→ Exercise objective
Give back every row below without changing a single character.

Records from an annotation dataset:
====

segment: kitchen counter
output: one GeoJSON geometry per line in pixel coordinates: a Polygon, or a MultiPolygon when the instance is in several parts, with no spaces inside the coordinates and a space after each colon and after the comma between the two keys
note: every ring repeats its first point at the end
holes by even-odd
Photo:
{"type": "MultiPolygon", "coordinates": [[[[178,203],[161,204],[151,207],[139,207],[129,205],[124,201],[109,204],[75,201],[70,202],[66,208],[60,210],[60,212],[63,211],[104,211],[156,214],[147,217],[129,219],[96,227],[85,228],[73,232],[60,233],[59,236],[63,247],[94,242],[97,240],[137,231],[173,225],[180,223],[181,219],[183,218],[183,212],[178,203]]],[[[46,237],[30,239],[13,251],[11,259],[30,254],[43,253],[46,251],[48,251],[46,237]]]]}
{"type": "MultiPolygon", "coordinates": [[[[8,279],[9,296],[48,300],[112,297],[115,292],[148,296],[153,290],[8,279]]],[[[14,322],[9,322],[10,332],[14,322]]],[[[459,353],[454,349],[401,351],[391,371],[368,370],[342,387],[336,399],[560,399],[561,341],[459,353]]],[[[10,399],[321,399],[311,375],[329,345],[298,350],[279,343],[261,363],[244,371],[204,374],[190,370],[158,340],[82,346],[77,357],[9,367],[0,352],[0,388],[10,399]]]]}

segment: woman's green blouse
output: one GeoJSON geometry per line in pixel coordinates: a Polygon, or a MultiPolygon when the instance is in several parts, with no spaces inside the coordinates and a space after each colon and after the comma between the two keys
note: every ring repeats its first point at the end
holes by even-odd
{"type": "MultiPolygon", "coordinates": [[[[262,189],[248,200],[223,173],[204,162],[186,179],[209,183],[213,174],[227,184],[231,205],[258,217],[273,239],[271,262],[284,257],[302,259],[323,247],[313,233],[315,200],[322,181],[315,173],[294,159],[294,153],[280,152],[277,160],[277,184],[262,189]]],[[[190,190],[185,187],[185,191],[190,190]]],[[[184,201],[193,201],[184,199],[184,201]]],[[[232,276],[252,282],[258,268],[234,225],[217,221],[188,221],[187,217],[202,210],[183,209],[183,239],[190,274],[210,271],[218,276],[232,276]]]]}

====

→ Response
segment: kitchen counter
output: one GeoJSON geometry per line in pixel coordinates: a Polygon, or a MultiPolygon when the instance is in several parts, with no spaces inside the coordinates and a space after each colon and after the comma between the two keys
note: every ring repeats its first point at the end
holes by even-odd
Photo:
{"type": "MultiPolygon", "coordinates": [[[[178,203],[161,204],[151,207],[139,207],[129,205],[124,201],[109,204],[75,201],[70,202],[66,208],[60,210],[60,212],[63,211],[104,211],[156,214],[147,217],[129,219],[96,227],[85,228],[73,232],[60,233],[59,236],[63,247],[94,242],[97,240],[137,231],[173,225],[180,223],[181,219],[183,218],[183,212],[178,203]]],[[[46,237],[30,239],[13,251],[11,259],[30,254],[43,253],[46,251],[48,251],[46,237]]]]}
{"type": "MultiPolygon", "coordinates": [[[[8,279],[9,296],[48,300],[112,297],[115,292],[148,296],[153,290],[8,279]]],[[[14,322],[9,322],[10,332],[14,322]]],[[[459,353],[454,349],[401,351],[391,371],[368,370],[342,387],[336,399],[560,399],[561,341],[459,353]]],[[[10,399],[321,399],[311,375],[329,345],[298,350],[279,343],[261,363],[244,371],[204,374],[190,370],[158,340],[82,346],[77,357],[9,367],[0,352],[0,388],[10,399]]]]}

segment: woman's green blouse
output: one GeoJSON geometry per line in pixel coordinates: a Polygon, or a MultiPolygon when the instance is in several parts, with no spaces inside the coordinates and a space after each colon and after the comma between the two keys
note: every ring repeats its first point at the end
holes by even-odd
{"type": "MultiPolygon", "coordinates": [[[[262,189],[248,200],[223,173],[204,162],[186,179],[209,183],[213,174],[227,184],[231,205],[258,217],[273,239],[271,262],[284,257],[302,259],[323,247],[313,233],[315,200],[322,181],[315,173],[294,159],[294,153],[280,152],[277,160],[277,184],[262,189]]],[[[190,190],[185,187],[185,191],[190,190]]],[[[184,201],[193,201],[184,199],[184,201]]],[[[232,276],[252,282],[258,268],[234,225],[217,221],[188,221],[187,217],[202,210],[183,209],[183,239],[190,274],[210,271],[218,276],[232,276]]]]}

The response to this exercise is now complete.